Exercise instructions
Could you please reproduce the entries exactly, leaving out any pictures?

Data to examine
..........

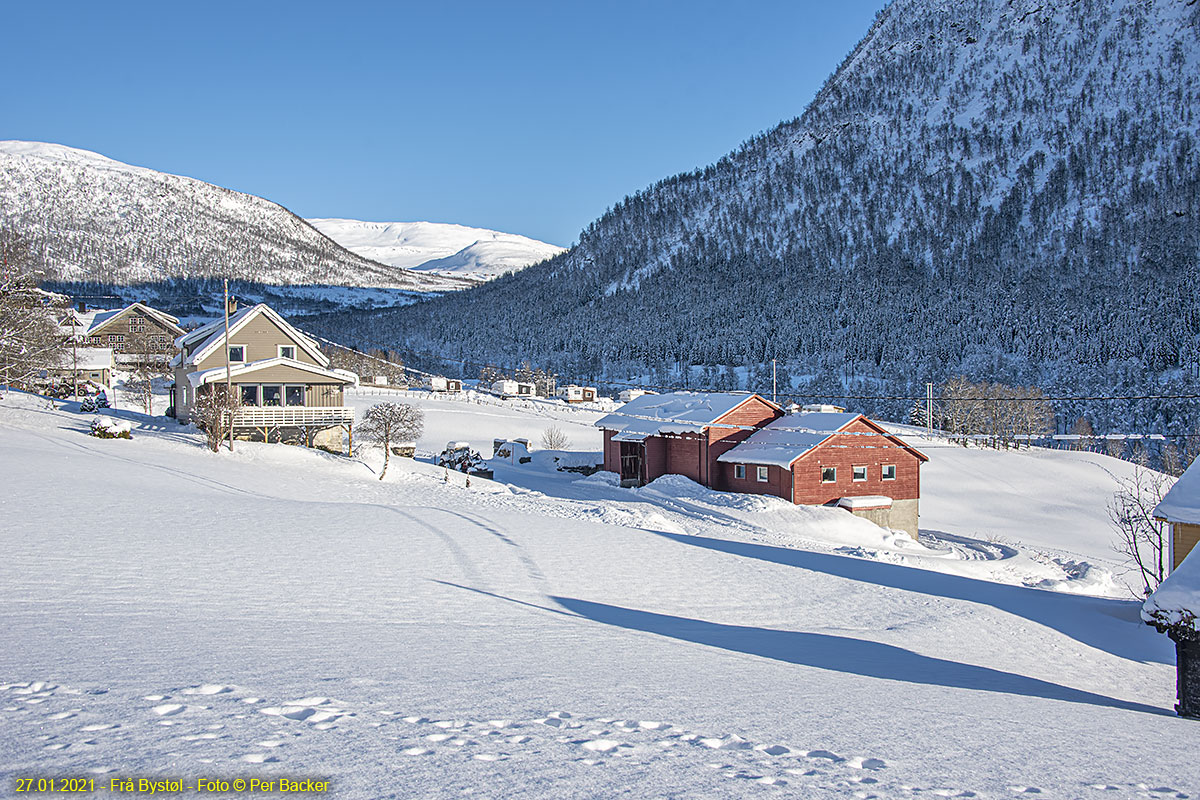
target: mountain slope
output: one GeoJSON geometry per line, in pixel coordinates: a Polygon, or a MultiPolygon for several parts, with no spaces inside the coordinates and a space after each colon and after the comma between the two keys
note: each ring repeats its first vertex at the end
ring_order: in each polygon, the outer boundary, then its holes
{"type": "Polygon", "coordinates": [[[47,278],[59,281],[470,285],[351,253],[261,197],[42,142],[0,142],[0,226],[32,240],[47,278]]]}
{"type": "Polygon", "coordinates": [[[310,219],[310,225],[359,255],[418,272],[490,280],[564,251],[514,233],[438,222],[310,219]]]}
{"type": "Polygon", "coordinates": [[[778,358],[831,393],[1179,388],[1200,369],[1198,42],[1184,0],[896,0],[801,117],[568,254],[327,324],[576,374],[708,365],[716,386],[778,358]],[[477,324],[436,324],[455,318],[477,324]]]}

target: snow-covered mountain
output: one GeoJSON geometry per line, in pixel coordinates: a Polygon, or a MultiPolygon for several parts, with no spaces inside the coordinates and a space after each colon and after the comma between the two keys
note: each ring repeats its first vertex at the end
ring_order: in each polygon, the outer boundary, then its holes
{"type": "Polygon", "coordinates": [[[59,281],[229,277],[412,292],[472,283],[371,261],[261,197],[43,142],[0,142],[0,227],[29,239],[59,281]]]}
{"type": "MultiPolygon", "coordinates": [[[[698,365],[713,388],[767,362],[741,388],[769,389],[778,359],[822,395],[959,374],[1187,394],[1198,127],[1200,3],[895,0],[800,117],[616,203],[569,253],[325,333],[577,376],[698,365]]],[[[1195,424],[1152,403],[1059,411],[1195,424]]]]}
{"type": "Polygon", "coordinates": [[[360,256],[419,272],[491,280],[564,252],[515,233],[439,222],[310,219],[314,228],[360,256]]]}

..........

Solution
target: mountain slope
output: one GeoJSON geometry per line, in pixel coordinates: a Polygon, or a MultiPolygon for several parts, with no spaces inside the coordinates and a space after each colon and after the comma between the two keys
note: each ring repeats its first vertex at the end
ring_order: in each polygon, the outer boundary, then its holes
{"type": "Polygon", "coordinates": [[[47,278],[59,281],[470,285],[351,253],[261,197],[42,142],[0,142],[0,226],[32,240],[47,278]]]}
{"type": "Polygon", "coordinates": [[[310,219],[310,225],[359,255],[418,272],[490,280],[564,251],[514,233],[438,222],[310,219]]]}
{"type": "Polygon", "coordinates": [[[778,358],[831,393],[1179,388],[1200,369],[1198,42],[1184,0],[896,0],[801,117],[568,254],[327,324],[576,374],[708,365],[716,386],[778,358]],[[477,324],[436,324],[455,318],[477,324]]]}

target: snow-covered mountain
output: one GeoJSON geometry per line, in pixel coordinates: a Polygon, or a MultiPolygon for several parts, with no spaces inside the coordinates and a space after each colon and after the comma between the two keys
note: each ring repeats its first vertex at the end
ring_order: in each polygon, the outer boundary, then its holes
{"type": "Polygon", "coordinates": [[[59,281],[229,277],[412,292],[472,283],[371,261],[261,197],[43,142],[0,142],[0,227],[29,239],[59,281]]]}
{"type": "MultiPolygon", "coordinates": [[[[698,365],[713,388],[767,362],[741,388],[769,389],[778,359],[822,395],[959,374],[1187,394],[1198,127],[1200,3],[895,0],[800,117],[616,203],[569,253],[325,333],[577,376],[698,365]]],[[[1195,424],[1152,403],[1059,411],[1195,424]]]]}
{"type": "Polygon", "coordinates": [[[360,256],[419,272],[491,280],[564,252],[515,233],[439,222],[310,219],[314,228],[360,256]]]}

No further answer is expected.